Consigne 1: Traduisez en anglais la phrase suivante, tirée de l'interview de Besê Hozat reproduite ci-dessous : « L’exemple du Japon a fait l’objet de nombreuses discussions récemment. »
Consigne 2: Selon l'interview de Besê Hozat reproduite ci-dessous, à quelle date les tremblements de terre sont-ils survenus ?
Consigne 3: Poursuivez l'interview de Besê Hozat sur les séismes, reproduite ci-dessous, à partir de sa dernière phrase.

Texte fourni:
Dans une interview donnée au site d’information Medya Haber, la responsable kurde Besê Hozat souligne l’importance de la solidarité sociale pour contrer les tentatives du gouvernement turc d’instrumentaliser les conséquences des séismes survenus au Nord-Kurdistan et en Turquie.
Besê Hozat, coprésidente du Conseil exécutif de l’Union des Communautés du Kurdistan (KCK, organisation faîtière du mouvement de libération kurde), a dénoncé dans une interview avec le site d’information Medya Haber, la responsabilité du gouvernement islamo-nationaliste turc dans les conséquences dévastatrices des tremblements de terre survenus le 6 février et sa gestion catastrophique de la crise.
« La Turquie et le Kurdistan sont des zones sismiques. C’est un fait connu », souligne Mme Hozat, qui note que le gouvernement AKP-MHP (coalition islamo-nationaliste au pouvoir) n’a jamais pris de mesure pour adapter les constructions aux normes sismiques. « Les précautions n’ont pas été prises, dit-elle, ce qui explique la grande catastrophe consécutive au tremblement de terre. Le gouvernement fasciste qualifie lui-même ce ravage de plus grande catastrophe du siècle, une expression répétée à l’envi par les médias affiliés aux cercles du pouvoir. Mais la catastrophe du siècle ne serait-elle pas plutôt incarnée par le régime AKP-MHP? Dans de nombreuses régions du monde, des tremblements de terre beaucoup plus forts que celui-ci se produisent régulièrement. L’exemple du Japon a fait l’objet de nombreuses discussions récemment. Le Japon connaît des tremblements de terre d’une magnitude de plus de 9, mais le pays n’a jamais subi de pertes aussi graves. Les bâtiments au Japon sont plus hauts que les bâtiments en Turquie, mais ils ne subissent aucun dommage. C’est le cas dans de nombreuses régions du monde. Alors, pourquoi y a-t-il tant de destructions en Turquie ? Des centaines de milliers de personnes ont perdu la vie. Des millions de personnes sont dévastées, traumatisées. Le responsable en est le gouvernement fasciste turc. La catastrophe du siècle, c’est le gouvernement fasciste AKP-MHP. »
La responsable kurde poursuit : « Erdoğan dit : ‘C’est le destin, nous devons l’accepter’. Il prend vraiment les gens pour des imbéciles, pour un troupeau. Jusqu’à présent, il a réussi à tromper une partie de la population avec ces mensonges. Ceux qui n’étaient pas convaincus, il les a rassemblés autour de lui en attisant les sentiments nationalistes, religieux et racistes. Mais maintenant, ce temps est révolu. Le dictateur fasciste Erdoğan ne peut plus tromper la société en liant les développements récents au destin. Désormais, c’est la société qui déterminera le destin d’Erdoğan.

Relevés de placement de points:
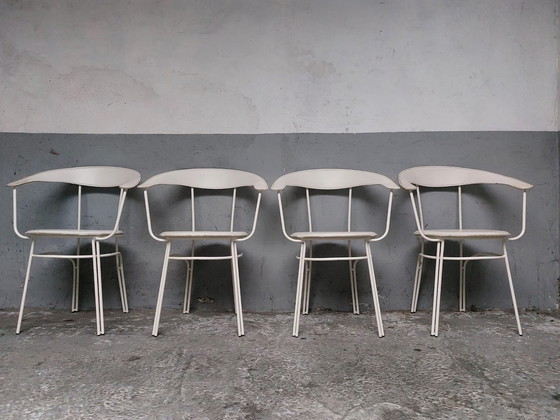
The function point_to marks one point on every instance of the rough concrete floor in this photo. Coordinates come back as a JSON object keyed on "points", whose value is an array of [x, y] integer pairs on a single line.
{"points": [[338, 368]]}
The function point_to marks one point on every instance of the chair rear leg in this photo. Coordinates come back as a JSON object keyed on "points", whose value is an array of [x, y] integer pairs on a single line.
{"points": [[440, 252], [514, 301], [463, 286], [75, 284], [307, 288], [25, 284], [299, 290], [76, 278], [380, 330], [353, 282], [161, 289], [237, 289], [417, 281], [307, 281], [188, 287], [462, 279], [354, 288]]}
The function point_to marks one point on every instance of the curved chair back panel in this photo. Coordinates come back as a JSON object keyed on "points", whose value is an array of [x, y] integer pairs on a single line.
{"points": [[208, 178], [90, 176], [449, 176], [331, 179]]}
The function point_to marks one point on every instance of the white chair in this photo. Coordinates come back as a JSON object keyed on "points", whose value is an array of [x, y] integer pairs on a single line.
{"points": [[318, 181], [195, 180], [427, 178], [85, 178]]}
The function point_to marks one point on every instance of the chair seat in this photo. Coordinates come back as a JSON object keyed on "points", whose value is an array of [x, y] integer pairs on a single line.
{"points": [[203, 234], [72, 233], [465, 234], [333, 235]]}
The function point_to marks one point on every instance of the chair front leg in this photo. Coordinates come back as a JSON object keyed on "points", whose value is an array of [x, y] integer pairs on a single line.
{"points": [[121, 279], [75, 284], [299, 289], [188, 282], [514, 301], [159, 303], [440, 252], [76, 278], [96, 283], [25, 284]]}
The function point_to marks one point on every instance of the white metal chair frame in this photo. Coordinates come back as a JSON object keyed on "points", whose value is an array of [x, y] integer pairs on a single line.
{"points": [[413, 179], [208, 179], [332, 179], [88, 176]]}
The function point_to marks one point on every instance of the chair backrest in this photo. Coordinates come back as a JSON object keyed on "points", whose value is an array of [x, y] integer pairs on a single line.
{"points": [[90, 176], [332, 180], [208, 178], [85, 176], [436, 177], [452, 176]]}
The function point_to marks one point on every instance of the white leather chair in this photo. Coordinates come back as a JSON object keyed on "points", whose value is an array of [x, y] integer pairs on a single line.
{"points": [[85, 178], [424, 178], [320, 180], [204, 179]]}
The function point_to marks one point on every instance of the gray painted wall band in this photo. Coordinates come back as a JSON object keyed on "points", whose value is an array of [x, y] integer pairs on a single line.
{"points": [[268, 267]]}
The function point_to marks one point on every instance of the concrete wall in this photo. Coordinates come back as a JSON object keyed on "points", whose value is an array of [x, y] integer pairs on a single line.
{"points": [[424, 82], [268, 267], [255, 66]]}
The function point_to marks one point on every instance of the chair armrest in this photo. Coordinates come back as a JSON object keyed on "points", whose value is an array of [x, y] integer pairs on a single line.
{"points": [[122, 197], [149, 218], [257, 207], [523, 218], [388, 222], [16, 230], [282, 221]]}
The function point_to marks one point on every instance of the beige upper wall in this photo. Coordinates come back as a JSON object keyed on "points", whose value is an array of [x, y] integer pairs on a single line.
{"points": [[261, 66]]}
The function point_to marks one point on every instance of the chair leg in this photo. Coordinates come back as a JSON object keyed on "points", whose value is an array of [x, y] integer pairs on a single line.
{"points": [[307, 283], [76, 278], [440, 252], [75, 284], [417, 279], [122, 282], [188, 287], [100, 287], [299, 287], [374, 293], [237, 289], [462, 288], [161, 289], [95, 264], [354, 287], [514, 301], [25, 283], [353, 282]]}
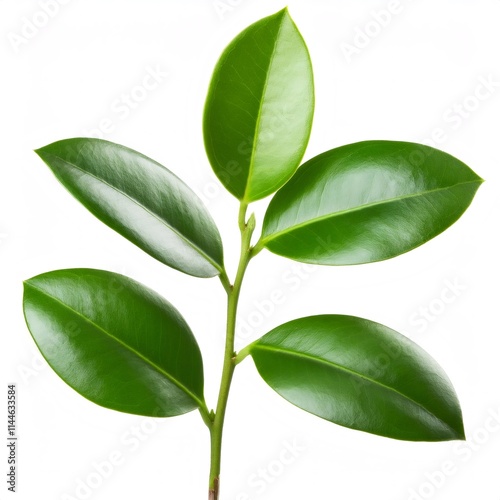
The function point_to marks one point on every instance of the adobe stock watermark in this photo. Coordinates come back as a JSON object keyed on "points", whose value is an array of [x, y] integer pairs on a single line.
{"points": [[367, 32], [463, 452], [123, 105], [265, 476], [33, 24], [428, 313], [274, 126], [104, 468]]}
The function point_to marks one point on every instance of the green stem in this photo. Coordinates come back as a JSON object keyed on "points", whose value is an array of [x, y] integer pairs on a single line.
{"points": [[216, 428]]}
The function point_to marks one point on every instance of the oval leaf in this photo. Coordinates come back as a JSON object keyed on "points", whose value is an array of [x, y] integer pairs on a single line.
{"points": [[259, 108], [361, 375], [141, 200], [366, 202], [115, 341]]}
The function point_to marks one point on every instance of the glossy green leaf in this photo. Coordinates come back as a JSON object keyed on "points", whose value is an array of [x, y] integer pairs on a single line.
{"points": [[141, 200], [367, 202], [115, 341], [259, 108], [361, 375]]}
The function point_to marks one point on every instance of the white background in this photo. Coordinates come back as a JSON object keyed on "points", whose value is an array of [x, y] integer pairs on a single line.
{"points": [[405, 82]]}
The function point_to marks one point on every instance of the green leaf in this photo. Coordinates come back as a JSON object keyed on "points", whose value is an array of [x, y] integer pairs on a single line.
{"points": [[366, 202], [115, 341], [141, 200], [259, 108], [361, 375]]}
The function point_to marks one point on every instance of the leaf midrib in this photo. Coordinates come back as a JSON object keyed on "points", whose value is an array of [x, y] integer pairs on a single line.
{"points": [[259, 113], [131, 349], [138, 203], [350, 372], [321, 218]]}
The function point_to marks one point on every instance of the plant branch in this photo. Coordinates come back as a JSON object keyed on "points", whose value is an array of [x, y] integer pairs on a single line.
{"points": [[246, 229]]}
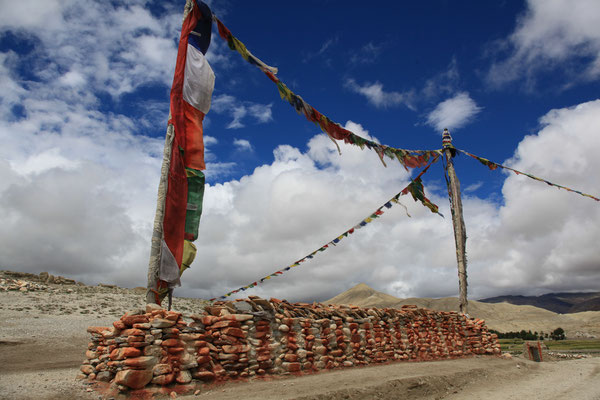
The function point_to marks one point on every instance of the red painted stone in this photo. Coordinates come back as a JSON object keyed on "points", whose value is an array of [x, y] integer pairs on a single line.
{"points": [[204, 375], [119, 325], [163, 380], [172, 343], [142, 362], [129, 320], [237, 332], [225, 324], [133, 332], [203, 360], [203, 351]]}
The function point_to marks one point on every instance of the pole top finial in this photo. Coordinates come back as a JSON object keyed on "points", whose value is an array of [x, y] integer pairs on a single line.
{"points": [[447, 139]]}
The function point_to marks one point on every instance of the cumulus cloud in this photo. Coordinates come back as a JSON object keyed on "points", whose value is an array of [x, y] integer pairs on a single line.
{"points": [[239, 110], [242, 144], [322, 50], [453, 113], [378, 97], [78, 185], [543, 235], [367, 54], [548, 36]]}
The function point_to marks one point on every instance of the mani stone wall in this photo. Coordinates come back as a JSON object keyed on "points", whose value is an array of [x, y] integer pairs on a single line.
{"points": [[256, 337]]}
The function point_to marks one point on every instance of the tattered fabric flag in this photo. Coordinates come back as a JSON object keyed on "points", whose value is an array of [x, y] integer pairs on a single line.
{"points": [[415, 188], [492, 165], [408, 158], [190, 100]]}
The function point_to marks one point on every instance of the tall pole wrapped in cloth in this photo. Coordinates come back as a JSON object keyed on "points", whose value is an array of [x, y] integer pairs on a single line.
{"points": [[181, 187]]}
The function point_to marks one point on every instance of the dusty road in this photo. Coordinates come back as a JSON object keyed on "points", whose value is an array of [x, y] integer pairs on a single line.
{"points": [[43, 339]]}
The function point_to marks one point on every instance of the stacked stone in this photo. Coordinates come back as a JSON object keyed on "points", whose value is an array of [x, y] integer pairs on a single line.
{"points": [[258, 337]]}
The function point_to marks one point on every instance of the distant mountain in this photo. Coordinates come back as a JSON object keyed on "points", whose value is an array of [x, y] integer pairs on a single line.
{"points": [[562, 303]]}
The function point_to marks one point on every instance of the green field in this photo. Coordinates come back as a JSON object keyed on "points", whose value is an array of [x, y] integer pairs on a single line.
{"points": [[516, 345]]}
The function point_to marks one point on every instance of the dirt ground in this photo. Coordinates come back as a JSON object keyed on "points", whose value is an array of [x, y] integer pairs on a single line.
{"points": [[43, 339]]}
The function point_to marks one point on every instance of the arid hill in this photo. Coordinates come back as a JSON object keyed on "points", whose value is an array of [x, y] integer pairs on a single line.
{"points": [[502, 317], [562, 303]]}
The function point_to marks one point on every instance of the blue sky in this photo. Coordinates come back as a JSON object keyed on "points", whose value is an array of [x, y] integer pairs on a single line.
{"points": [[83, 106]]}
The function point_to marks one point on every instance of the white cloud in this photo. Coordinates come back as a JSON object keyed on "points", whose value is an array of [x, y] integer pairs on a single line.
{"points": [[239, 110], [242, 144], [378, 97], [550, 35], [322, 50], [453, 113], [112, 48], [367, 54]]}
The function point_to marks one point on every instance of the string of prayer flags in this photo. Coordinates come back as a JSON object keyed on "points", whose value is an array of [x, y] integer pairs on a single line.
{"points": [[408, 158], [493, 166], [181, 190], [415, 188]]}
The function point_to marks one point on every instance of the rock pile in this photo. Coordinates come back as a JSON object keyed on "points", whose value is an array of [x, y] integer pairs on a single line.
{"points": [[7, 284], [257, 337]]}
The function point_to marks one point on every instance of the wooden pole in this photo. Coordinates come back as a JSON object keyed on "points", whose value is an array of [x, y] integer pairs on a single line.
{"points": [[157, 233], [460, 233]]}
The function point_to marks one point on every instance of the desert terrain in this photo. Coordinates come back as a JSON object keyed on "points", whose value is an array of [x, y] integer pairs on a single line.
{"points": [[43, 339]]}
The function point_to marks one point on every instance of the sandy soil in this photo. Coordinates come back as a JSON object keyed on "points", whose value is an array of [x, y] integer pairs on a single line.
{"points": [[502, 317], [43, 339]]}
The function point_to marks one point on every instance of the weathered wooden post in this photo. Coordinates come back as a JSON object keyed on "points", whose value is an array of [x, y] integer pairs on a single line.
{"points": [[158, 233], [460, 233]]}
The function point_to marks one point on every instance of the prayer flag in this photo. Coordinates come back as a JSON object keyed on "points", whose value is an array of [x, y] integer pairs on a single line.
{"points": [[191, 94]]}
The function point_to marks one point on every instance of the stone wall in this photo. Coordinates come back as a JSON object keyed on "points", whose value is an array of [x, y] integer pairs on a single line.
{"points": [[257, 337]]}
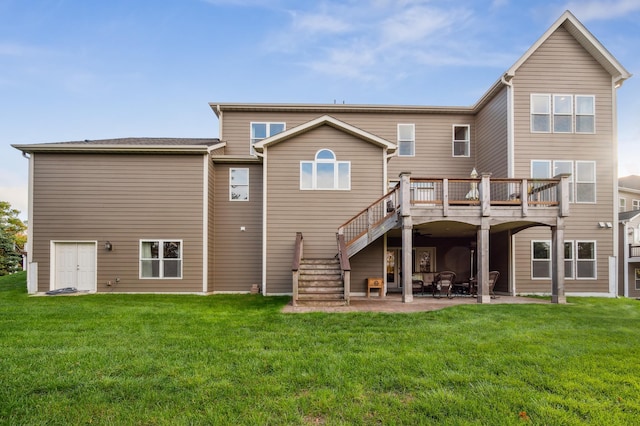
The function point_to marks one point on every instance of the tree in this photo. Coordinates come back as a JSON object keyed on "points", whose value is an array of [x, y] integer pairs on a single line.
{"points": [[12, 239]]}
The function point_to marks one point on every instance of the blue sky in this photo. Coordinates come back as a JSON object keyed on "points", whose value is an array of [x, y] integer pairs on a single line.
{"points": [[78, 69]]}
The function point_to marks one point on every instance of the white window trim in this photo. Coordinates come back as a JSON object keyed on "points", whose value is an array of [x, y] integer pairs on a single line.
{"points": [[540, 260], [314, 172], [467, 141], [554, 113], [413, 141], [594, 182], [573, 261], [253, 140], [586, 115], [594, 260], [231, 186], [549, 114], [161, 270]]}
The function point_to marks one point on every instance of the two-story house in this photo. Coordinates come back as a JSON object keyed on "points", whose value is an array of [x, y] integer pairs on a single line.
{"points": [[629, 236], [314, 200]]}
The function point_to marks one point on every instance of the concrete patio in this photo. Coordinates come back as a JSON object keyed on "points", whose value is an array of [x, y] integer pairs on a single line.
{"points": [[392, 303]]}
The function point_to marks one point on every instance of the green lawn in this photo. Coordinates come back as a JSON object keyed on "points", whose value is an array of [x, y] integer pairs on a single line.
{"points": [[154, 359]]}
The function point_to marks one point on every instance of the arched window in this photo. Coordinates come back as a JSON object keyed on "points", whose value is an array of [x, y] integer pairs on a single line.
{"points": [[325, 172]]}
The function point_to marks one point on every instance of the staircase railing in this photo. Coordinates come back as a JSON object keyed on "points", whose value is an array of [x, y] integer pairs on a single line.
{"points": [[380, 210], [345, 266]]}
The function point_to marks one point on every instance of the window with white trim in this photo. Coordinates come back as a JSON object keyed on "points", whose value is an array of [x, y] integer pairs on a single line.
{"points": [[562, 113], [461, 140], [264, 130], [540, 113], [238, 184], [406, 140], [161, 259], [586, 259], [585, 181], [582, 179], [585, 114], [622, 204], [569, 261], [540, 259], [325, 172]]}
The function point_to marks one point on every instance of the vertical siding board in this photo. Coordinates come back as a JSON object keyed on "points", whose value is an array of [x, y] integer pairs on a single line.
{"points": [[491, 137], [562, 66], [121, 199], [237, 254], [317, 214]]}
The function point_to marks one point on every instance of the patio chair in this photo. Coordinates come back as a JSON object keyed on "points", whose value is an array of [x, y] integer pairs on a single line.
{"points": [[444, 281]]}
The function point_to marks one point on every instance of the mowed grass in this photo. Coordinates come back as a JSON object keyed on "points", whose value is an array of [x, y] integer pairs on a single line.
{"points": [[167, 359]]}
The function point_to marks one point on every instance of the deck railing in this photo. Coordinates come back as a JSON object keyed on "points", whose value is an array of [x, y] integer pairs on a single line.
{"points": [[377, 212], [468, 192]]}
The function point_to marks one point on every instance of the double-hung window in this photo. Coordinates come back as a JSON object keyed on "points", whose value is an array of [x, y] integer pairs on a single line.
{"points": [[461, 140], [568, 260], [562, 113], [160, 259], [264, 130], [541, 113], [585, 114], [585, 181], [325, 172], [540, 259], [586, 259], [239, 184], [406, 140]]}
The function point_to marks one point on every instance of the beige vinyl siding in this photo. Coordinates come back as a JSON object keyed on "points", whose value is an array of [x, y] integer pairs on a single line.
{"points": [[434, 136], [369, 263], [121, 199], [211, 244], [491, 137], [317, 214], [562, 66], [237, 254]]}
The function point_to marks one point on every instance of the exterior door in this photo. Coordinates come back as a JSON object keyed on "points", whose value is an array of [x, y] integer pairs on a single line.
{"points": [[75, 266]]}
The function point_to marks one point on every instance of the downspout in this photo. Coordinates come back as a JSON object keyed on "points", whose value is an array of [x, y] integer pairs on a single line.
{"points": [[616, 204], [510, 172], [510, 126]]}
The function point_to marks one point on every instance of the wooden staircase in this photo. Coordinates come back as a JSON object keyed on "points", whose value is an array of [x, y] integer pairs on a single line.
{"points": [[320, 283]]}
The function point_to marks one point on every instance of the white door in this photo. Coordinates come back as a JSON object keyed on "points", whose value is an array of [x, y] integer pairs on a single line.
{"points": [[75, 266]]}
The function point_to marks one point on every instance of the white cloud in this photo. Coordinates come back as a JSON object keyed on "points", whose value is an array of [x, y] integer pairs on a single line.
{"points": [[598, 10]]}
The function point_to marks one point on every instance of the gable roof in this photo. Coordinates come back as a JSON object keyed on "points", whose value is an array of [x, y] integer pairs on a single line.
{"points": [[586, 40], [629, 182], [152, 145], [321, 121]]}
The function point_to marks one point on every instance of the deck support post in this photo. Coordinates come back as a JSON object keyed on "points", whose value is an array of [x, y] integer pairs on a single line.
{"points": [[557, 263], [483, 262], [407, 235]]}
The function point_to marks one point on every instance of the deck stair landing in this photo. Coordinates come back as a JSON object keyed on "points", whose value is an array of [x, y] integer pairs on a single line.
{"points": [[320, 283]]}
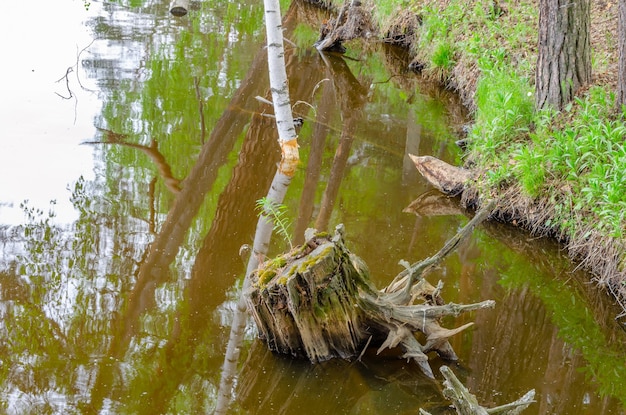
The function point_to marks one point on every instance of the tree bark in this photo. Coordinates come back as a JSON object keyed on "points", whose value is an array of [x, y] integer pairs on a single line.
{"points": [[317, 301], [466, 403], [564, 51], [287, 137], [621, 74]]}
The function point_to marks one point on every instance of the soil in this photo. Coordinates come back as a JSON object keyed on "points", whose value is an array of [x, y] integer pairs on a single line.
{"points": [[596, 253]]}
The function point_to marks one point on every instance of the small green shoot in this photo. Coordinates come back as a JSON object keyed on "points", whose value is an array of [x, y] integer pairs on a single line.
{"points": [[277, 213]]}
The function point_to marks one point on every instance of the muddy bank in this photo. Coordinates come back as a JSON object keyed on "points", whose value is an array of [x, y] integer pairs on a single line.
{"points": [[600, 254]]}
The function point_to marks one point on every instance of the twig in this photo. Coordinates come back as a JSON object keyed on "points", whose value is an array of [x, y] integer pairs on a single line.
{"points": [[417, 270]]}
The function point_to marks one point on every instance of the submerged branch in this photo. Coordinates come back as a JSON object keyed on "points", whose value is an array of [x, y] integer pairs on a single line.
{"points": [[404, 282]]}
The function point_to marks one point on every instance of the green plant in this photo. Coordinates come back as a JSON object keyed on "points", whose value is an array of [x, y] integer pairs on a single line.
{"points": [[277, 214]]}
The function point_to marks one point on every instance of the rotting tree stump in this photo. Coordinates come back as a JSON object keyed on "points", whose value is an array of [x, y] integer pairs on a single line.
{"points": [[317, 301]]}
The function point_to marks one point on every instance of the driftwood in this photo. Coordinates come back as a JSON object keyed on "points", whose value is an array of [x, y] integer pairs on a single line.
{"points": [[179, 7], [318, 302], [466, 403], [352, 22], [448, 179]]}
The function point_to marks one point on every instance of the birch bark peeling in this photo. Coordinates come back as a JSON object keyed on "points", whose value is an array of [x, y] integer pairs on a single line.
{"points": [[279, 86]]}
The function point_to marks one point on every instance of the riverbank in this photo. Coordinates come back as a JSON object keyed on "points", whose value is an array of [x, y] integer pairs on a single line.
{"points": [[559, 175]]}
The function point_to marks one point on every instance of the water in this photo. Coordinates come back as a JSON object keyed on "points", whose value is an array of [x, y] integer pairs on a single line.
{"points": [[133, 153]]}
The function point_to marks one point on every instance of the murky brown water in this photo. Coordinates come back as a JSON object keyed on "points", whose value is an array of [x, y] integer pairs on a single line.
{"points": [[117, 297]]}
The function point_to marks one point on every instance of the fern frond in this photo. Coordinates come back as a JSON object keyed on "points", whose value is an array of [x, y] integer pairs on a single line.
{"points": [[277, 213]]}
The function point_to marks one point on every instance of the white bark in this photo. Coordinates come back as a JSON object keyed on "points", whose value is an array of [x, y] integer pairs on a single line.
{"points": [[279, 85], [262, 236], [287, 139]]}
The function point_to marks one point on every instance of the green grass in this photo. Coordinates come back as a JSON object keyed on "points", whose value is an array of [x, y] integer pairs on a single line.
{"points": [[576, 158]]}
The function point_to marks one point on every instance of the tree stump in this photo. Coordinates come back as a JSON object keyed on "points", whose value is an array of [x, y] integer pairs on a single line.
{"points": [[317, 301]]}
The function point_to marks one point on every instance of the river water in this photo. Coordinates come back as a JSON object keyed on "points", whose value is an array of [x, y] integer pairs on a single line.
{"points": [[133, 152]]}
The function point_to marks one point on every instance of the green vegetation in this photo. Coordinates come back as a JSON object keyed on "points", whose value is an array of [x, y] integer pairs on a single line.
{"points": [[277, 213], [571, 163]]}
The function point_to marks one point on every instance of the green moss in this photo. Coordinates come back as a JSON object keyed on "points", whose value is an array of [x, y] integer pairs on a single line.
{"points": [[266, 276]]}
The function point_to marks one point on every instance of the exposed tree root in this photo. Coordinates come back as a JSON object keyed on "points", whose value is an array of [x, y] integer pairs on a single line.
{"points": [[317, 301]]}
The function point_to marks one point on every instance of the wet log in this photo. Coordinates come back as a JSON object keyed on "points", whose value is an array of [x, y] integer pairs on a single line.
{"points": [[318, 302], [448, 179], [466, 403], [179, 7], [353, 21]]}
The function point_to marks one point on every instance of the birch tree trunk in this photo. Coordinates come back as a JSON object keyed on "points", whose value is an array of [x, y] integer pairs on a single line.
{"points": [[287, 139]]}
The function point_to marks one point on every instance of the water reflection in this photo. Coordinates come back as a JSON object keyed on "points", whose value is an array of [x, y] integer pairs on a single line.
{"points": [[127, 308]]}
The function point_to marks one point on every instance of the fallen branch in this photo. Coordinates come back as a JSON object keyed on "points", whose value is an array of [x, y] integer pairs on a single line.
{"points": [[466, 403]]}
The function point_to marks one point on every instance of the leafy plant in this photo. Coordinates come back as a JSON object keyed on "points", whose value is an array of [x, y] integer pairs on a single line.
{"points": [[277, 213]]}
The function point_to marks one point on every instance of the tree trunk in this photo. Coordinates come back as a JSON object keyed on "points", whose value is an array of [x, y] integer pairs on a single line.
{"points": [[317, 301], [621, 81], [287, 137], [564, 51]]}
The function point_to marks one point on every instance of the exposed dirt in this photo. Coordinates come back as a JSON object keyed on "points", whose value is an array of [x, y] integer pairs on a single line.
{"points": [[595, 252]]}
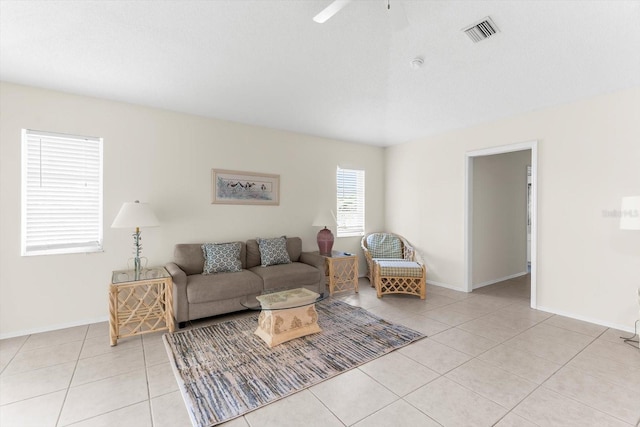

Réponse 1: The example of Japan has been the subject of much discussion recently.

Réponse 2: Le 6 février.

Réponse 3:
Selon certaines informations, Erdogan aurait collecté 48 à 83 milliards d’euros depuis 1999 au titre de la taxe sismique. Certains parlent même de 100 milliards d’euros, ce qui est fort probable. Où est passé cet argent ? Laissons de côté la taxe sismique, où est tout l’argent provenant des impôt des contribuables? Cet argent est censé être utilisé dans le service à la population. Où est-il passé ? La réponse, c’est qu’il a été dépensé dans la guerre génocidaire contre les Kurdes, dans le sociocide et l’écocide. L’argent va à la Sadat [société militaire privée en Turquie] et à ses forces de procuration islamistes. Depuis 11 ans, une armée de dizaines de milliers de mercenaires islamistes a été mise en place. L’État turc, ce gouvernement fasciste, fournit toute la formation et l’équipement, la logistique, les munitions, l’entretien, les moyens de subsistance et le logement à ces gangs. D’où vient cet argent ? Des impôts payés par le peuple. La guerre génocidaire contre les Kurdes est menée avec les impôts du peuple. Chaque jour, des tonnes de bombes pleuvent sur les montagnes du Kurdistan. Le prix de chaque bombe est d’une centaine de milliers de dollars, comme l’ont d’ailleurs admis les autorités turques. Depuis le récent tremblement de terre, des milliers de bombes ont encore été larguées. Tous les impôts sont dépensés pour cela, ils vont aux chercheurs de profit, aux laquais et partisans de l’AKP. Une élite s’est formée autour du palais, une bourgeoisie s’est formée qui s’enrichit sur la base des impôts du peuple. Les membres de cette bourgeoisie détiennent chacun des milliards de dollars dans des banques à travers le monde. »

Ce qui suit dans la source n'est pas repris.